┌──
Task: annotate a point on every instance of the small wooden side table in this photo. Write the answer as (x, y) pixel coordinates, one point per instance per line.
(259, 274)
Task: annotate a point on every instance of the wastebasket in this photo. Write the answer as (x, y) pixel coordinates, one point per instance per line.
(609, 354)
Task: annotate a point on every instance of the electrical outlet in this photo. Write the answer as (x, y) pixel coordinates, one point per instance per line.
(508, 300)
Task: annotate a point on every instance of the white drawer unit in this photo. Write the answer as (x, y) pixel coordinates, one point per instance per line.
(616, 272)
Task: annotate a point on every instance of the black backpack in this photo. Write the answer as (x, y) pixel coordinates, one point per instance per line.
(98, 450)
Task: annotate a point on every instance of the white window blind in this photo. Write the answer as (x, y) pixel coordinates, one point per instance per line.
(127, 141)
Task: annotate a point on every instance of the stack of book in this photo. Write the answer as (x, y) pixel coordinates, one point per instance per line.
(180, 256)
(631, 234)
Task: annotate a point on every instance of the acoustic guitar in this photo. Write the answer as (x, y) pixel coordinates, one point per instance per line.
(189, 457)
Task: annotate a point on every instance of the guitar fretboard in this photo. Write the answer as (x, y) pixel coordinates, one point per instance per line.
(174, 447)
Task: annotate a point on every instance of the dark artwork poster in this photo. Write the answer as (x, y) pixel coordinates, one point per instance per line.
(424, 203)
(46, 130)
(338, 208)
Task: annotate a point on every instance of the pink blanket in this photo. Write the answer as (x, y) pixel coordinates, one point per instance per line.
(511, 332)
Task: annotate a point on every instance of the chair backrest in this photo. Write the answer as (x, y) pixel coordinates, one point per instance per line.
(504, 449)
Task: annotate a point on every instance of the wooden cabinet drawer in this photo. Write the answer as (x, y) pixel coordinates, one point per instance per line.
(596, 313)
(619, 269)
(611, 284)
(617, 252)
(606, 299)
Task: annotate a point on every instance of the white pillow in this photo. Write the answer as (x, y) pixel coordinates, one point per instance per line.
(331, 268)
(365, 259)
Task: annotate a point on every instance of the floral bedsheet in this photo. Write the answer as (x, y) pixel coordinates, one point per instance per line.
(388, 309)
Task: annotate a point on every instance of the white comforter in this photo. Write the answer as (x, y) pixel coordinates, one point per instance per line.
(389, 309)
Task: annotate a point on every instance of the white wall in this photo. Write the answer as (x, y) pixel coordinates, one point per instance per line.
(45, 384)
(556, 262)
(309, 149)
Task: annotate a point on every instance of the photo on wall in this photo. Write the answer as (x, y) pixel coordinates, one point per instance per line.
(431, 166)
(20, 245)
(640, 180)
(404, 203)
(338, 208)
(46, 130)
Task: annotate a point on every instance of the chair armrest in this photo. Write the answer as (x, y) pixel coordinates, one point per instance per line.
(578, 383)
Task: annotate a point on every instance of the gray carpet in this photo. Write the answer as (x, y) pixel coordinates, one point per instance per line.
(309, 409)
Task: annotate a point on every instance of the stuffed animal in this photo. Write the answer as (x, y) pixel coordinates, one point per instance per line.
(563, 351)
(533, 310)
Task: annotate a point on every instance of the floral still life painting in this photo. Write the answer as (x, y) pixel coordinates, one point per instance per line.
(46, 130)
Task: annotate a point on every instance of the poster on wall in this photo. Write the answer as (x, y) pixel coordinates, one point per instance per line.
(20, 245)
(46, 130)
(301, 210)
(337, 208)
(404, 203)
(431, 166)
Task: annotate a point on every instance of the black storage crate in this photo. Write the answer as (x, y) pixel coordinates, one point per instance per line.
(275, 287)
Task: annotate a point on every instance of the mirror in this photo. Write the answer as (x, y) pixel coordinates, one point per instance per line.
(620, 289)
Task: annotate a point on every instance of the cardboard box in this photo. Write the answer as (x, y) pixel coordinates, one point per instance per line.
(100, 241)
└──
(Task to carry out): Your task is to output all of the data above word for word.

(In response):
Task: annotate a point on every instance of the small wooden side table in this photo. Write the answer as (x, y) pixel coordinates, one point per instance per line.
(259, 274)
Task: annotate a point on every instance of the wastebasket in this photo. Write the answer as (x, y) pixel coordinates, one point per instance per line.
(609, 354)
Task: annotate a point on every instance of the electrical outlet in this photo. Write the answer as (x, y) pixel coordinates, one point per instance per line.
(508, 300)
Task: annotate a point on every instance of the white drawer unit in this photo. Write the answer as (x, y) pixel coordinates, one point per instance per line.
(616, 272)
Task: annotate a point on every instance of the black backpack in this photo. Write the answer as (x, y) pixel coordinates, one point per instance per line.
(98, 450)
Task: annotate a point on every instance of the white window blind in this photo. Write the answer as (x, y) pixel coordinates, one point per instance per line.
(127, 141)
Task: annotate a point on every instance of the stack of book in this photo. Write the answer as (x, y) pixel coordinates, one point per instance per line.
(180, 256)
(631, 234)
Task: annotate a point on every instance of the acoustic guitar in this photo. Write the answer as (x, y) pixel coordinates, one point per instance per line.
(189, 457)
Task: annotate a point on every instance of the guitar fretboard in this photo. Write the answer as (x, y) pixel coordinates, one point per instance per line.
(174, 447)
Task: annotate a point on every instance of the dark artwork poster in this photo. Write the answer as (x, y) pixel coordinates, one point per instance per line.
(424, 203)
(46, 130)
(338, 208)
Task: annotate a point on every instance of the pink blanket in this photo. Write the answer as (x, y) pixel coordinates, one point per instance per line.
(511, 332)
Task: annotate a point on every instance of the chair backrest in this photo. Write the answer as (x, y) pixel coordinates, one point per instance per line.
(504, 449)
Task: annotate a point on every instance of the wooden cabinet drawer in this photo. Write the answer as (x, y) pixel coordinates, one point per instance per line.
(596, 313)
(619, 269)
(611, 284)
(617, 252)
(606, 299)
Task: annotate a point on every instance of the white pillow in this photo. Write the answer as (x, y) pixel coordinates, one point per instance per line.
(331, 268)
(365, 259)
Task: annotate a point on every instance of the floral bedsheet in this photo. Write the answer as (x, y) pixel coordinates, one point per instance per line.
(388, 309)
Task: annotate a point on every instance of the white comforter in this photo. Write the answer as (x, y) pixel coordinates, one point per instance per line.
(389, 309)
Task: annotate a point on every instance of the white wall in this photo. Write the answer as (x, y) pixel coordinates, one point per instance per line.
(45, 384)
(556, 262)
(309, 149)
Task: annotate a point on every instance of the photo on wall in this photo. Write the answer as (x, y) pixel coordinates, one point per instance per line.
(431, 166)
(20, 245)
(640, 180)
(404, 203)
(338, 208)
(46, 130)
Task: annotate a point on every instance of the chair armrest in this photo. Write the answer as (x, y) pixel coordinates, one point per instance per line.
(578, 383)
Task: annotate a point on every instance of the gray carpet in this photo. Write the answer as (x, y) pixel coordinates, one point per instance per line.
(309, 409)
Task: annotate a point on every instance of the stuffed animal in this photo. Write the answer as (x, y) pixel coordinates, one point per instance per line.
(563, 351)
(533, 310)
Task: annotate a point on every instance of the floral still life painting in this photo. Write the answer as (x, y) pixel coordinates, one point per instance per line.
(46, 130)
Task: annotate a point on every instance of the poster on wall in this photo. Write the answer as (x, y) pixel coordinates, one point per instance per line.
(20, 245)
(46, 130)
(301, 210)
(337, 208)
(404, 203)
(431, 166)
Task: annotate a point on every instance of the black storage crate in this photo. Write the answer as (x, y) pixel coordinates, one point per instance per line.
(275, 287)
Task: annotate a point on every instance of the mirror in this photo. Write the answer as (x, y) pixel coordinates, one point per instance per line.
(620, 289)
Task: annotate a point on every instance of the cardboard box in this photo. Write the answer as (x, y) pixel coordinates, one point per instance per line.
(100, 241)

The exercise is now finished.